■ Your assignment ■
For each line in the records that contains "tent", make a copy.

Dataset excerpts Block Start

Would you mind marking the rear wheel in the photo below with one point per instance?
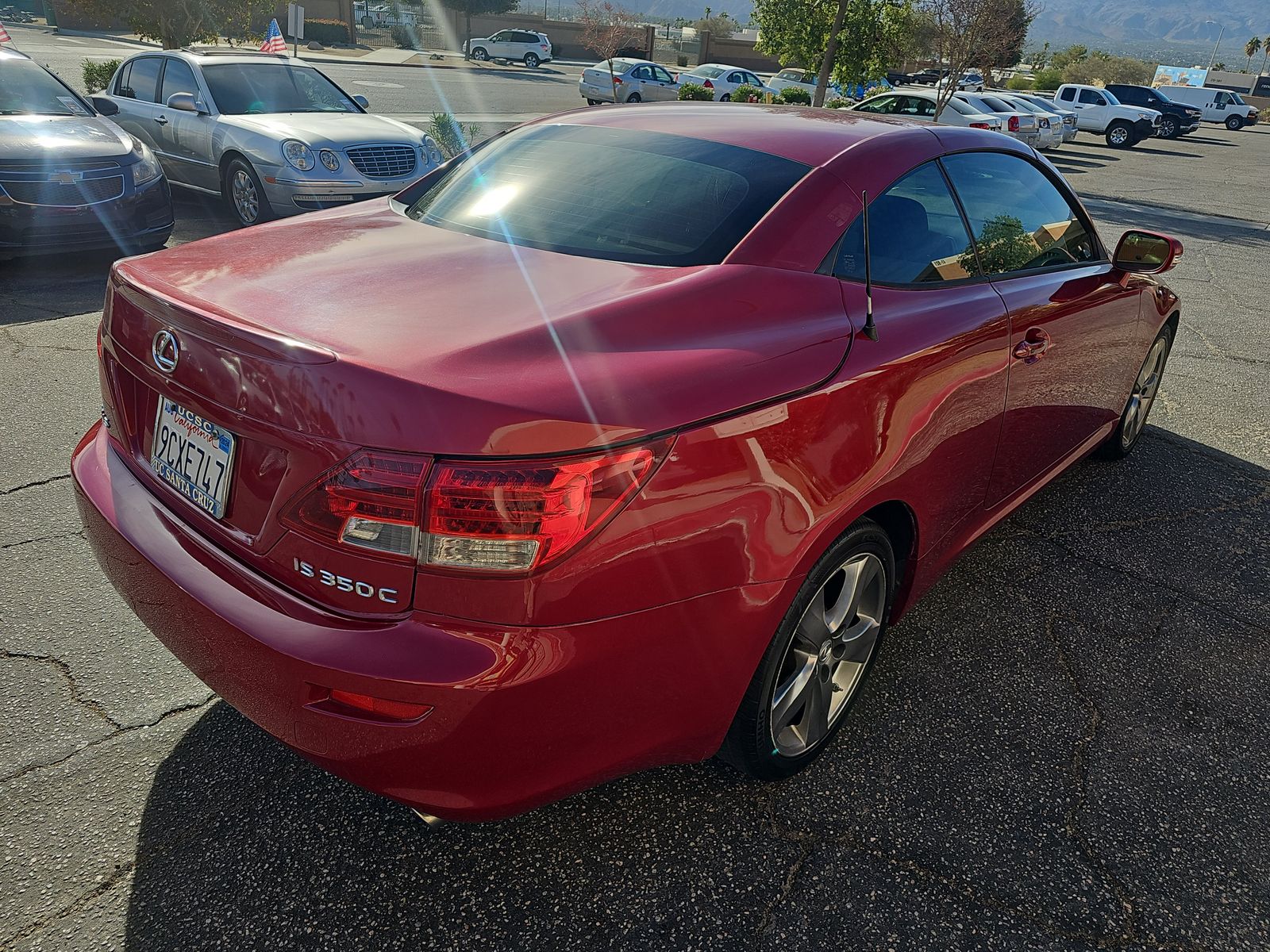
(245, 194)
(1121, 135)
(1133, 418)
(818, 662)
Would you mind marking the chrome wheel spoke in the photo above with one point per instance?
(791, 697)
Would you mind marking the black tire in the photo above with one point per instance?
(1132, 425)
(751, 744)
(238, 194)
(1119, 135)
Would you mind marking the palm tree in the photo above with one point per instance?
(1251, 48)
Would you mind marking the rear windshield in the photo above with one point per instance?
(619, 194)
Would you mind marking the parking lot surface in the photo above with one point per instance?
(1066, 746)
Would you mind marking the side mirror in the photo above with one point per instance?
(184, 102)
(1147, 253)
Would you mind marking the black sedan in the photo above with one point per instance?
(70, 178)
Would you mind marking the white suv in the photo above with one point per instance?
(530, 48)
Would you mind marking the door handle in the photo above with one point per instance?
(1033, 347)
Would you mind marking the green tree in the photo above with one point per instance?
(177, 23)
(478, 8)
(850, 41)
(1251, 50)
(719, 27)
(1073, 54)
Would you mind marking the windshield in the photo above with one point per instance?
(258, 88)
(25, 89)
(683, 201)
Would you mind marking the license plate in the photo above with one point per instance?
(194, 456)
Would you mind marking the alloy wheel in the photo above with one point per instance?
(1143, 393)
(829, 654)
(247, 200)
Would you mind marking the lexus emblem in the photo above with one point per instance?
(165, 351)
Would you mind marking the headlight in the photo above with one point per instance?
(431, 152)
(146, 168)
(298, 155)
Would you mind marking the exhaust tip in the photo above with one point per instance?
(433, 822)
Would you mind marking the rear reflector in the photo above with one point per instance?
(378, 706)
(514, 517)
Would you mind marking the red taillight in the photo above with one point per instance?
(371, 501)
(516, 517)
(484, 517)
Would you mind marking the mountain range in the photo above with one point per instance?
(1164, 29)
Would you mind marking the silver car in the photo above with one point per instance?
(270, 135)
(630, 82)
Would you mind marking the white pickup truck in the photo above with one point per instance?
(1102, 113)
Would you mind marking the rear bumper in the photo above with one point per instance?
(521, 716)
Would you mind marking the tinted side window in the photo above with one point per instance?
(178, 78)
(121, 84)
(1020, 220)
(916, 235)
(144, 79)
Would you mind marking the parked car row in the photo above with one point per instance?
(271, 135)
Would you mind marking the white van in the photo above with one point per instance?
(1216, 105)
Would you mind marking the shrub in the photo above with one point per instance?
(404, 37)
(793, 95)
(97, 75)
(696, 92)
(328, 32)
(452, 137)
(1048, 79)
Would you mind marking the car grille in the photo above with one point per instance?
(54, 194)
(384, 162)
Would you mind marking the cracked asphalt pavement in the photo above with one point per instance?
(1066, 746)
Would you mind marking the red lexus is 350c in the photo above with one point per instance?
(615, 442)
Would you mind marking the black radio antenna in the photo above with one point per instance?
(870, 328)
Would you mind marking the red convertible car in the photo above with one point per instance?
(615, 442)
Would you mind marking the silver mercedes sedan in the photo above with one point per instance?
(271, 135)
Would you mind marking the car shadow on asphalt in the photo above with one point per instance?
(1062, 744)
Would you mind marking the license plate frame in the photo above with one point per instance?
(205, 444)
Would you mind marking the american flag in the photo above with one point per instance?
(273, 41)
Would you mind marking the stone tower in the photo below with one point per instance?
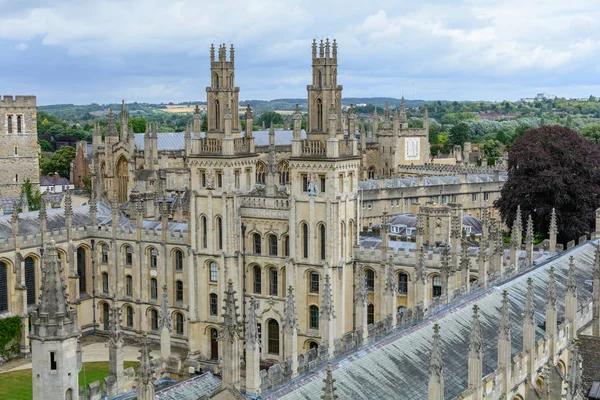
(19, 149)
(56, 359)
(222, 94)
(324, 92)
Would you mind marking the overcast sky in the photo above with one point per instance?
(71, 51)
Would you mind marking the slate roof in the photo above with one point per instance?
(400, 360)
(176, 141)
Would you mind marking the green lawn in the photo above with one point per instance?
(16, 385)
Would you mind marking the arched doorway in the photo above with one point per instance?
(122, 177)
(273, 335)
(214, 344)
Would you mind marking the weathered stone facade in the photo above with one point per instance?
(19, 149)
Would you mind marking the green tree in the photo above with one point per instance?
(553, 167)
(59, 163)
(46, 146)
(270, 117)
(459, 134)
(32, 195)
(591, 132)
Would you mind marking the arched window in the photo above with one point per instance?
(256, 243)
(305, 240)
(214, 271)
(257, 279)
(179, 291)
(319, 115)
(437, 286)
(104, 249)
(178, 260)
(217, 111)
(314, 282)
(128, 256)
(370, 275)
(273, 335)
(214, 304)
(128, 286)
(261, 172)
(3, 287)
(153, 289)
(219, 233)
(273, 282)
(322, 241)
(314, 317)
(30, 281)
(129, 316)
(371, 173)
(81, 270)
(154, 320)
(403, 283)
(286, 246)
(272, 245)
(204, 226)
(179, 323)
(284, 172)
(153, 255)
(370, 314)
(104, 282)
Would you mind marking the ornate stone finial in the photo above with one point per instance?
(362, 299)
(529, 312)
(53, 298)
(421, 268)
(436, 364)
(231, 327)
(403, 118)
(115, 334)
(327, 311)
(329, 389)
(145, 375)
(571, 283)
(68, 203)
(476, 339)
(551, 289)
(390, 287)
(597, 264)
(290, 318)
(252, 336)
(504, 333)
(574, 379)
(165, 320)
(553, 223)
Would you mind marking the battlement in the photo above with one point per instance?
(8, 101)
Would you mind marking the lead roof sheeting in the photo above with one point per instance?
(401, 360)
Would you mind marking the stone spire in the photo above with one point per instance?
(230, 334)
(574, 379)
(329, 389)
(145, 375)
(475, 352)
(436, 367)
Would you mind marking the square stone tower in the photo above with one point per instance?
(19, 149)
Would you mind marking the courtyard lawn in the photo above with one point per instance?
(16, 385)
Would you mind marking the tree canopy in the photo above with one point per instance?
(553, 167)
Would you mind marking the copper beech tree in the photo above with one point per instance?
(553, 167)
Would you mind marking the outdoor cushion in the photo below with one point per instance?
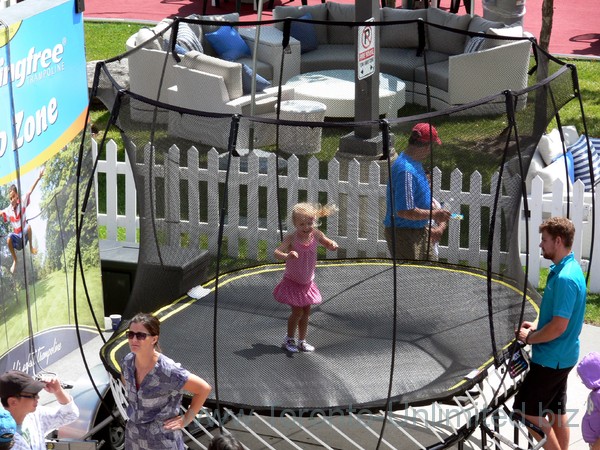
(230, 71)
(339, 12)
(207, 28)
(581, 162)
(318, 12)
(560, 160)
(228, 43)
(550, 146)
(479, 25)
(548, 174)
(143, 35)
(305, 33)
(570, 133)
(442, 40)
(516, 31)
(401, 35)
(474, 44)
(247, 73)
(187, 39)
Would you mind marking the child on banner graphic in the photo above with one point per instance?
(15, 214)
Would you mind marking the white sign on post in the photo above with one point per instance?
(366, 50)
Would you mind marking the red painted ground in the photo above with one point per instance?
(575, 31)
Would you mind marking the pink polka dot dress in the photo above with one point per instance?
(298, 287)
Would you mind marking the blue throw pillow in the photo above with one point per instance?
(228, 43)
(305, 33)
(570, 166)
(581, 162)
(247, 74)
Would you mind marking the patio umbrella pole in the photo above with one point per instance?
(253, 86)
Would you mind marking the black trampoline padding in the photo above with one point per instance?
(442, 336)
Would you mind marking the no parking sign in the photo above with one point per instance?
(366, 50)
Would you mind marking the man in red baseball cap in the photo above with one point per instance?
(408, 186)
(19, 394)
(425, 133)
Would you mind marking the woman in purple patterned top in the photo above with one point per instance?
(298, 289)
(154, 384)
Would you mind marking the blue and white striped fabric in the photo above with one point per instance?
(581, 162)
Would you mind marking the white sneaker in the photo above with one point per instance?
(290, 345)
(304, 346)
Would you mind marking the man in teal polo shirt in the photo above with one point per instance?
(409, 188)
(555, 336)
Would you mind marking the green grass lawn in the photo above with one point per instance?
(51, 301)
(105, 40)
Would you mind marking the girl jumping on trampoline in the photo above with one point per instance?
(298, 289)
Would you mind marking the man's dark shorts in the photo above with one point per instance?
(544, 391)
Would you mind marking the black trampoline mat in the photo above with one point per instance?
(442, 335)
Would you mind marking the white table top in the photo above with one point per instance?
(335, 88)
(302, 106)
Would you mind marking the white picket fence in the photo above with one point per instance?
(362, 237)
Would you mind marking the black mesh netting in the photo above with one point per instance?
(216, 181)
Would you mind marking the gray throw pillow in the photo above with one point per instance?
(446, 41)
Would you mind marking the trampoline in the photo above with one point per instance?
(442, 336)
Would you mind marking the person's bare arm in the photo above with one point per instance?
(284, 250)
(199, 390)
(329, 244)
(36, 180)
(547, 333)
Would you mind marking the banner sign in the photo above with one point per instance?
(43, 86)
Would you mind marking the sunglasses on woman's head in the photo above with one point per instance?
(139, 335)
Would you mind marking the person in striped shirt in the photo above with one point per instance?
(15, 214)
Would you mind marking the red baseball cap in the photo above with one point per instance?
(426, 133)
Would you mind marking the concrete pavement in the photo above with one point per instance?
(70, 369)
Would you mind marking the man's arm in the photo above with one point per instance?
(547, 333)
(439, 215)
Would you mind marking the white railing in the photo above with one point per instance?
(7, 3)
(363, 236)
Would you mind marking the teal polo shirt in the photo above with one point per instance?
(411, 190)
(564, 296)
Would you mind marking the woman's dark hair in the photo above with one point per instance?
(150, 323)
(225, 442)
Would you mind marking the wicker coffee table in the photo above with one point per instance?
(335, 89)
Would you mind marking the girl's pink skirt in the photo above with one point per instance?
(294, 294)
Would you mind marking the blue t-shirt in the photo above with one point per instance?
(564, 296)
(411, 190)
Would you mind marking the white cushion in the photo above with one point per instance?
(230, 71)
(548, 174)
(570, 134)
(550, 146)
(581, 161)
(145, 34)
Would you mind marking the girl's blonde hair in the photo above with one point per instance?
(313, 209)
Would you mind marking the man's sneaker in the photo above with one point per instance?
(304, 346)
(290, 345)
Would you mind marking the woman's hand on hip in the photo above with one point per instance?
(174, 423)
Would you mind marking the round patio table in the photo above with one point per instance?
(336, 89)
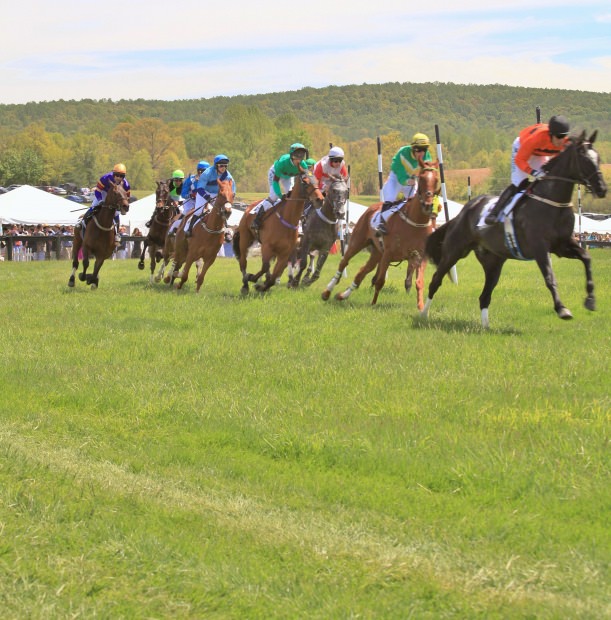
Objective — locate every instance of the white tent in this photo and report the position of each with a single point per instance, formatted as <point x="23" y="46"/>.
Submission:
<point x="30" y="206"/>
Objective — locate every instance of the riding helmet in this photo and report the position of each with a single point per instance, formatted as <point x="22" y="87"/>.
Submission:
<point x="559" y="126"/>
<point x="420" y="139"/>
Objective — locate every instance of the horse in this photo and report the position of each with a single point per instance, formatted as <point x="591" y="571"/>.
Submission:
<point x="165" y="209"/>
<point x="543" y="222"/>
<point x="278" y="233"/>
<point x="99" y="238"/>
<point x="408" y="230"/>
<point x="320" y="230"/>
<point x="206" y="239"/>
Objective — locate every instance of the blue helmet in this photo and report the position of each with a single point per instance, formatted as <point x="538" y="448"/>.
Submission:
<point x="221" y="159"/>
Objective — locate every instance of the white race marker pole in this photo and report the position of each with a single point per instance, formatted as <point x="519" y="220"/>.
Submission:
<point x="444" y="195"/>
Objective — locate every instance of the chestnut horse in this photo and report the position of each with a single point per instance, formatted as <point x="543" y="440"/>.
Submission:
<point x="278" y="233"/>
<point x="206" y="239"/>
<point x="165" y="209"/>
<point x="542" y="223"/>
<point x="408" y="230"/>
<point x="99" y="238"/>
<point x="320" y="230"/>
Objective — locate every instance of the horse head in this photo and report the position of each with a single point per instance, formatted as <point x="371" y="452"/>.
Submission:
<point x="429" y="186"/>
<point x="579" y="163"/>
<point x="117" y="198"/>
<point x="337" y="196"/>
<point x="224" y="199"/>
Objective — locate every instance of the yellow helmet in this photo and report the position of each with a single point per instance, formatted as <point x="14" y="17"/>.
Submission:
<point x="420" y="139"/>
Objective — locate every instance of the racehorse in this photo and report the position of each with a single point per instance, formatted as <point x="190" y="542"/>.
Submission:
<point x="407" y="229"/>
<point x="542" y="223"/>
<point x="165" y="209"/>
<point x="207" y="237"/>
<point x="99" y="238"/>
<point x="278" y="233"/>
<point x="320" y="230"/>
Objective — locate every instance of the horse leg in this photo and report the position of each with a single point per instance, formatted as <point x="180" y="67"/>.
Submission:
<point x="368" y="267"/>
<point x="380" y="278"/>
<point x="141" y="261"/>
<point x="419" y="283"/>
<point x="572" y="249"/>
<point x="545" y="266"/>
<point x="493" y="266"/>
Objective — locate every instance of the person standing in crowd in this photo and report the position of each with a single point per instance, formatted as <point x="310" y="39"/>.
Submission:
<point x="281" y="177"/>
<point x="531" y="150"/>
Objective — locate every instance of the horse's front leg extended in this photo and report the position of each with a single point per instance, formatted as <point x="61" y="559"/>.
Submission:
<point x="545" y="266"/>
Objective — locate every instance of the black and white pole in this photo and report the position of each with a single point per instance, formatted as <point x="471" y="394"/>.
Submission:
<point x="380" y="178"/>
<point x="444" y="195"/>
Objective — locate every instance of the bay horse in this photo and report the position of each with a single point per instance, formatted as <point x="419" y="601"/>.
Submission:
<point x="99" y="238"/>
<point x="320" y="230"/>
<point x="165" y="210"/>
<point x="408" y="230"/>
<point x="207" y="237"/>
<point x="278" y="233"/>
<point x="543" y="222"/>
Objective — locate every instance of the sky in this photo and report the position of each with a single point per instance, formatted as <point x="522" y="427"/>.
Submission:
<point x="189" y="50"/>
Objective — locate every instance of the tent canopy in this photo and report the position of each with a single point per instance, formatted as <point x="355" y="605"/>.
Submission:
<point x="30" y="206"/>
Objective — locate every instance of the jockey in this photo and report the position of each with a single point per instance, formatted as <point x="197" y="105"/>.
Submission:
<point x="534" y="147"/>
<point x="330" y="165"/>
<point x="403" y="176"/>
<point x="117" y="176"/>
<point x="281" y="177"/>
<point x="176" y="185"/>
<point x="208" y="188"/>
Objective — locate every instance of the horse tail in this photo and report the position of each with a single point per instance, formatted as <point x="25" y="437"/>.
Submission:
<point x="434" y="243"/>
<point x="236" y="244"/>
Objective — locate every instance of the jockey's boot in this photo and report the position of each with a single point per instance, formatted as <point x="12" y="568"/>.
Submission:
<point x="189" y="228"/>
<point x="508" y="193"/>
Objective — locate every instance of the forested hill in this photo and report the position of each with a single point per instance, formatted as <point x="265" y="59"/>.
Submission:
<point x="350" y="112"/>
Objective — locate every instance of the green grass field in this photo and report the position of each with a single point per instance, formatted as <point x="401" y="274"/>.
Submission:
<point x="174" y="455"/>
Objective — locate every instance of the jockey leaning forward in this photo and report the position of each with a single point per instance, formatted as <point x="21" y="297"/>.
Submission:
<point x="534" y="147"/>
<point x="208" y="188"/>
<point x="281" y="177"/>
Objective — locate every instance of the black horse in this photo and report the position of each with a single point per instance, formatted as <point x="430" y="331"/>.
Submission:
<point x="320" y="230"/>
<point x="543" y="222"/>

Dataset excerpts Block End

■ Task result ■
Objective — locate every instance of the white tent in this photo and report the position of each with a single point per instance, formatted as <point x="23" y="46"/>.
Objective — locate every instance of the tent canopy in this photo and report the position of each with a single point per instance, formatted as <point x="355" y="605"/>.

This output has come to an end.